## WRITTEN INSTRUCTION
Quote each of the records below word for word, omitting the pictures.

○ ○ ○ ○ ○

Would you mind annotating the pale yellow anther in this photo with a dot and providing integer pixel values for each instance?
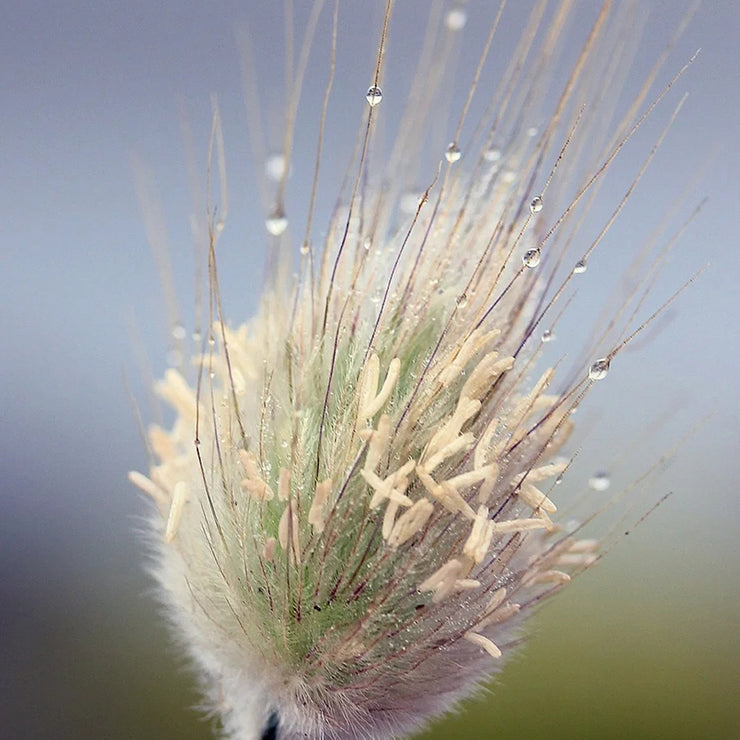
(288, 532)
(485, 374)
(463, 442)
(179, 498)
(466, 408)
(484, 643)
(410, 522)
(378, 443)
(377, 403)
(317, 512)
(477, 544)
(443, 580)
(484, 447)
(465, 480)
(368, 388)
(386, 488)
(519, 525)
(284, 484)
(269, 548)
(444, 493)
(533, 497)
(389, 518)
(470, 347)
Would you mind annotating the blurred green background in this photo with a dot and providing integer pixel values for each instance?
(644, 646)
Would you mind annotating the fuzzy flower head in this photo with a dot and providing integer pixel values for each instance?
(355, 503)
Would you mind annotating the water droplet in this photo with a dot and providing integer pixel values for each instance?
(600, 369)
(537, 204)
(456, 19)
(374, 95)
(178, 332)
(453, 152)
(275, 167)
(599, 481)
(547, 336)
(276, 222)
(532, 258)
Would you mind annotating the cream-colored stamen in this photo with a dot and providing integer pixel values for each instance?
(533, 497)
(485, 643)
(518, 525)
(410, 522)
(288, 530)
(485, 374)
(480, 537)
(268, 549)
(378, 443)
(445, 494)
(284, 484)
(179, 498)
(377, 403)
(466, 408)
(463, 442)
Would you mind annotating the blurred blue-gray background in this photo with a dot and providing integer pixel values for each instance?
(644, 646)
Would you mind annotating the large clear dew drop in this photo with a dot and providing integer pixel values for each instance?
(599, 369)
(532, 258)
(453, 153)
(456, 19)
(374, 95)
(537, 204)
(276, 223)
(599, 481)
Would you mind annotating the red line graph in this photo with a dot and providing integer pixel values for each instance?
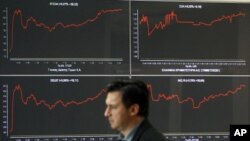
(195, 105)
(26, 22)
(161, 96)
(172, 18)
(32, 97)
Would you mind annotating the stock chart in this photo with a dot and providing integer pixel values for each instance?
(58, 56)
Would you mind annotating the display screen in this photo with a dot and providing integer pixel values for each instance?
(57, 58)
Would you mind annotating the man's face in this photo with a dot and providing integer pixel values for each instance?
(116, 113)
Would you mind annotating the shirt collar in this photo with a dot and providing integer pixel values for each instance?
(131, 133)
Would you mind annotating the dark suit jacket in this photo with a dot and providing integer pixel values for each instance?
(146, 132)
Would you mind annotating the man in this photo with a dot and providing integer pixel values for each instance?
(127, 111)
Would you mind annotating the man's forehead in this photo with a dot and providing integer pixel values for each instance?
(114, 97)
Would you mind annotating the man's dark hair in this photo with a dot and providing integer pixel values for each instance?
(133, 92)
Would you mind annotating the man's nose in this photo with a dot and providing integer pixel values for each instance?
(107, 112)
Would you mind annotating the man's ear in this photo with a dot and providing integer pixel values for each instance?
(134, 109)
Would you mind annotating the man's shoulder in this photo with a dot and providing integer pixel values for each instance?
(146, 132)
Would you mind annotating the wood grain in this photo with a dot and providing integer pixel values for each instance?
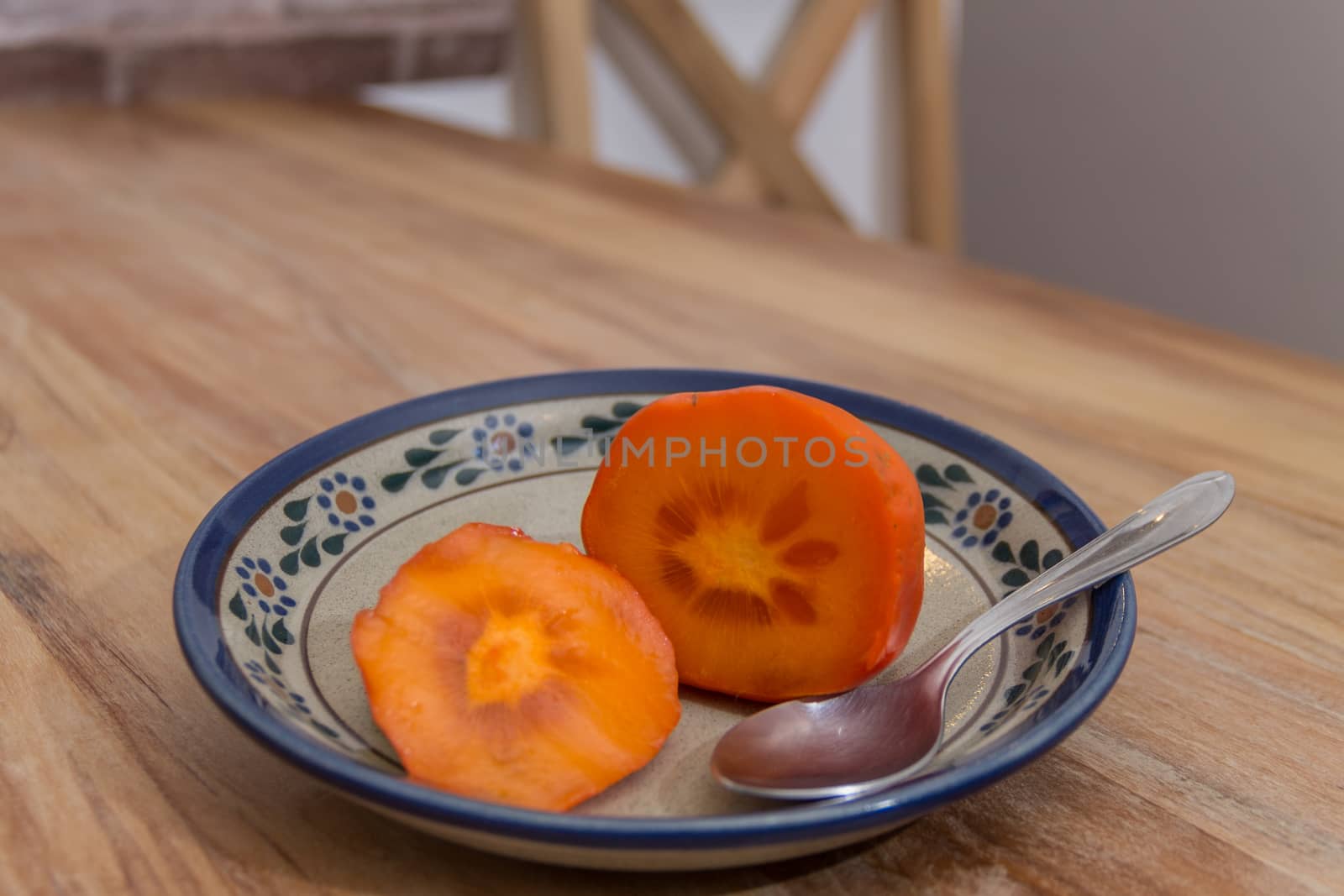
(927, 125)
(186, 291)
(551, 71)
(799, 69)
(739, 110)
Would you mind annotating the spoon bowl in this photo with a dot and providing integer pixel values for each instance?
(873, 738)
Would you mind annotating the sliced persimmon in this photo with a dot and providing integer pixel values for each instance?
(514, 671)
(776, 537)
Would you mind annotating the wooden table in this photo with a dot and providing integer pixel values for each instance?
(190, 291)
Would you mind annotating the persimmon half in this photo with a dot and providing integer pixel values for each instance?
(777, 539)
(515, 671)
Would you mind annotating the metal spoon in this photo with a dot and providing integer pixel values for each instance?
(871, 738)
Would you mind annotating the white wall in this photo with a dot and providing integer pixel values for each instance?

○ ○ ○ ○ ○

## SOLUTION
Would you mind annotating the pale yellow anther in this photo with a dot and providing integer pixel values for each instance?
(288, 532)
(485, 374)
(463, 442)
(179, 498)
(466, 408)
(484, 643)
(410, 522)
(378, 443)
(377, 403)
(317, 512)
(477, 544)
(443, 580)
(484, 447)
(465, 480)
(368, 388)
(386, 488)
(519, 525)
(284, 484)
(269, 548)
(444, 493)
(533, 497)
(389, 518)
(470, 347)
Would you mind annotating the blurred green background in this photo with a dot and providing integer pixel values for each instance?
(644, 646)
Would you mind annotating the fuzzy flower head in this photo with a dot and providing integer pixel values for each instance?
(355, 503)
Would you mind annotating the water droplet in this photo with a dot and providing integer pixel values for each instance?
(600, 369)
(537, 204)
(456, 19)
(374, 95)
(178, 332)
(453, 152)
(275, 167)
(599, 481)
(547, 336)
(276, 222)
(532, 258)
Would you mind annotating the cream-colored stamen in this photo with a dot and providing integer pixel values for each instance?
(533, 497)
(485, 643)
(518, 525)
(410, 522)
(288, 530)
(485, 374)
(480, 537)
(268, 549)
(378, 443)
(445, 494)
(284, 484)
(179, 498)
(377, 403)
(466, 408)
(463, 442)
Would you mind annotating the blurred blue-gray background in this photo with a dot and providing integer pixel values for each instance?
(644, 646)
Would you mind annotating the large clear dew drop in this photo with a dot and providing integer pixel values for each instance?
(599, 369)
(532, 258)
(453, 153)
(456, 19)
(374, 95)
(537, 204)
(276, 223)
(599, 481)
Would you mind annotating the red line graph in this photo with a dot and providing integer pixel values for each instance?
(195, 105)
(26, 22)
(161, 96)
(172, 18)
(32, 97)
Would you mind annotating the stock chart in this photo with a dot and providing integer pixel values for each instance?
(58, 56)
Would you mind annotating the display screen in this photo with a dot and providing integer pixel values for each instance?
(57, 58)
Would you mind annotating the man's face in this photo with a dot and providing integer pixel values for each instance?
(116, 113)
Would you mind annotating the shirt collar in this photo with a dot and providing integer pixel values for each instance?
(131, 133)
Would you mind annotating the dark suit jacket in this photo with a dot and providing integer pixel values for each instance?
(146, 132)
Would you mind annotating the man in this photo with a dot and providing integer pixel values for each instance?
(127, 111)
Would you mind annotating the man's forehead in this photo with a dot and providing integer pixel values for each instance?
(114, 97)
Would you mind annotating the man's dark hair in this photo with a dot and providing integer pixel values for each instance?
(133, 92)
Would you mind annotating the man's nose in this photo with a dot and providing integer pixel values for each instance?
(107, 112)
Would you mind annotating the man's ear in this photo with a dot and providing integer pixel values for each instance?
(134, 109)
Would you mind annotating the man's shoulder in this photo with a dot and providing integer pixel values for each instance?
(146, 132)
Would you mind annotating the wood grain in this photo with a dot and providing integer pixel values for each instance?
(927, 125)
(186, 291)
(551, 71)
(799, 69)
(739, 110)
Would you mind annotating the spoon bowl in this photo with a dot and providing integer pixel values for each instance?
(873, 738)
Would you mind annotating the sliced persimmon in this photo with a dot and providing integer pixel values for each instance?
(514, 671)
(776, 537)
Would you mind annotating the wooden table in this photo with a dot and providing integer pixel values for each instance?
(190, 291)
Would you mind annotating the persimmon half in this photo with a dot and providing integer pixel values for each instance?
(777, 539)
(515, 671)
Would you mind annotating the metal spoon in this photo with a dot and providing integer pixel values for each instance?
(871, 738)
Would you mind annotating the white wall in this photo with a dot and providing integer pixel values for each instance?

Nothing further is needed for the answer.